* Estratto:
────
Secondo l’informazione provvisoria della decisione adottata dalle Sezioni Unite all’udienza del 27 giugno 2024, la disciplina dell’art. 601, comma 3, cod. proc. pen., introdotta dall’art. 34, comma 1, lett. g), d.lgs. 10 ottobre 2022, n. 150, che individua in quaranta giorni il termine a comparire nel giudizio di appello, è applicabile agli atti d’impugnazione proposti a far data dal 01/07/2024. Conseguentemente, per gli atti di impugnazione proposti precedentemente al 01/07/2024, il termine a comparire non deve essere inferiore a venti giorni, come prevedeva l’art. 601, comma 3, cod. proc. pen. prima della modifica operata dal richiamato d.lgs. n. 150 del 2022.
Nel caso in esame, pertanto, venendo in considerazione un atto di appello proposto in epoca anteriore al 01/07/2024, la notifica del decreto di citazione per il giudizio di secondo grado, eseguita a mezzo pec in data 11/01/2023, sia al difensore, sia all’imputata elettivamente domiciliata presso lo studio del difensore, è tempestiva, essendo stato garantito un termine libero di trentacinque giorni rispetto all’udienza fissata nel giorno 16/02/2023.
2. Il secondo motivo è manifestamente infondato.
Occorre a tal fine premettere che, nel caso in esame, ricorre la cd. “doppia conforme”, poichè la sentenza di appello, nella sua struttura argomentativa, si salda con quella di primo grado, richiamandosi ad essa e adottando gli stessi criteri utilizzati nella valutazione delle prove, con l conseguenza che le due sentenze possono essere lette congiuntamente costituendo un unico complessivo corpo decisionale.
────
* Dati forniti:
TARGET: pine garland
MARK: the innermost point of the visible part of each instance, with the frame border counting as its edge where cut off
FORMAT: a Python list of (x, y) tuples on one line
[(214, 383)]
────
* Compiti da svolgere:
A) Rispondi a queste domande sull'estratto sul giudizio di appello:
(i) Da quale data si applica il termine a comparire di quaranta giorni?
(ii) Quanti giorni di termine libero sono stati garantiti rispetto all'udienza?
(iii) Come viene definito il secondo motivo?
B) Prosegui l'estratto sul giudizio di appello dopo la sua ultima frase.
L'elenco proviene da un'altra fonte.

* I risultati:
A)
(i) Dal 01/07/2024.
(ii) Trentacinque giorni.
(iii) Manifestamente infondato.

B)
Tanto premesso, i giudici di merito hanno illustrato, senza vizi logici, come la RAGIONE_SOCIALE, nel periodo parmigiano della sua operatività in cui era legalmente rappresentata dalla ricorrente, non aveva avuto la disponibilità di una vera sede operativa o anche solo amministrativa, né la disponibilità di un capannone o di un qualunque altro genere di immobile utilizzabile come magazzino, possedendo una mera domiciliazione presso uno studio professionale. Negli anni 2011 e 2012 la RAGIONE_SOCIALE RAGIONE_SOCIALE aveva utilizzato plafond IVA – formatisi in virtù di cessioni intracomunitarie – in realt inesistenti, senza neanche rientrare, peraltro, nel novero degli operatori abilitati a livello comunitario. Inoltre, tutte le società con le quali la RAGIONE_SOCIALE aveva intrattenuto rapporti economici nel corso dell’anno 2012 erano state adoperate per evadere VIVA e alcune di esse erano state coinvolte in
frodi fiscali riconducibili nello schema delle cosiddette “frodi carosello”. La RAGIONE_SOCIALE non aveva presentato la dichiarazione annuale IVA per l’anno 2012. Le fatture di acquisto e di vendita relativamente all’anno 2012 si riferivano ad operazioni di valore economico ingente, senza essere corredate da documenti commerciali (quali contratti o scambi di corrispondenza riferibili a trattative preliminari), né dai prescritti documenti di trasporto, mentre molte delle società destinatarie delle fatture di vendita erano, nel contempo, anche fornitrici di beni della RAGIONE_SOCIALE per importi anch’essi ingenti. Ancora, non erano stati consegnati agli accertatori i registri IVA dell’anno 2012 e la verifica dell’unico conto corrente bancario, adoperato dalla società nel triennio 20102012, aveva consentito di accertare che una delle società destinatarie delle fatture emesse dalla RAGIONE_SOCIALE non aveva pagato nulla, mentre altre due delle società destinatarie delle fatture emesse avevano pagato importi di gran lunga inferiori rispetto all’ammontare delle fatture ricevute.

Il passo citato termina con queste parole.